== DOCUMENT TEXT

Attorney General Loretta Lynch told the National Fraternal Order of Police conference today that they “are the ones who must tell the story of policing in this country — because this country needs to hear it.”
Lynch opened her remarks by noting last night’s shootout in Ferguson, Mo., in which 18-year-old Tyrone Harris was critically wounded by officers after he opened fire during a protest to mark the one-year anniversary of Michael Brown’s death.
“I strongly condemn the violence against the community, including police officers, in Ferguson. As we have seen over the recent months and years, not only does violence obscure any message of peaceful protest, it places the community, as well as the officers who seek to protect it, in harm’s way,” she said.
“The weekend’s events were peaceful and promoted a message of reconciliation and healing. But incidents of violence, such as we saw last night, are contrary to both that message, along with everything that all of us, including this group, have worked to achieve over the past year.”

====
== AVAILABLE DATA

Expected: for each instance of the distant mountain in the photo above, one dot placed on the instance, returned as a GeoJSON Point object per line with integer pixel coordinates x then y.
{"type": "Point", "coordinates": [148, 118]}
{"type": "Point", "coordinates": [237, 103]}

====

> _TO DO_
**A)** Print everything in the Lynch article from "Lynch opened her" down to "Michael Brown’s death.".
**B)** Answer these questions from the article on Lynch's speech:
(i) Whose national conference did Lynch address?
(ii) How old was Tyrone Harris?
(iii) What anniversary was the Ferguson protest marking?
**C)** Can you go on with the article about Lynch's remarks to the police conference, starting after its last sentence?
The lines above have nothing to do with the article on Loretta Lynch's address to the police conference.

> _SOLVED PROBLEMS_
**A)**
Lynch opened her remarks by noting last night’s shootout in Ferguson, Mo., in which 18-year-old Tyrone Harris was critically wounded by officers after he opened fire during a protest to mark the one-year anniversary of Michael Brown’s death.

**B)**
(i) The National Fraternal Order of Police
(ii) 18
(iii) The one-year anniversary of Michael Brown's death

**C)**
More broadly, Lynch noted that “recent events in communities across the country have served as stark and tragic reminders of the tensions that exist in too many neighborhoods between law enforcement officers and the people we serve.”
“One year after the tragic events in Ferguson, Missouri, we have yet again seen the consequences for officers and residents when those tensions erupt into unrest and violence. And we know that trust is not just a benefit of good police work – it is essential to its fulfillment,” she said. “When officers and residents share a foundation of mutual trust and a reservoir of goodwill, residents are more likely to help with investigations; victims and witnesses of crime are more likely to speak up; and all of us in law enforcement are better able to assist community members when they face difficult circumstances.”
Lynch hailed a DOJ program launched last September, the National Initiative for Building Community Trust and Justice, for “advancing research that will bolster credibility, enhance procedural justice, reduce implicit bias and drive racial reconciliation.”
She hailed efforts by some police departments to build “respect and mutual understanding that makes truly extraordinary progress possible,” such as officers reading to third-graders in Cincinnati. “While I was there, I asked the students if any of them wanted to be a police officer when they got older – and every hand went up,” she said.
Lynch added that she wants “every American to share the appreciation that I have always felt for the incredible work law enforcement officers perform each and every day.”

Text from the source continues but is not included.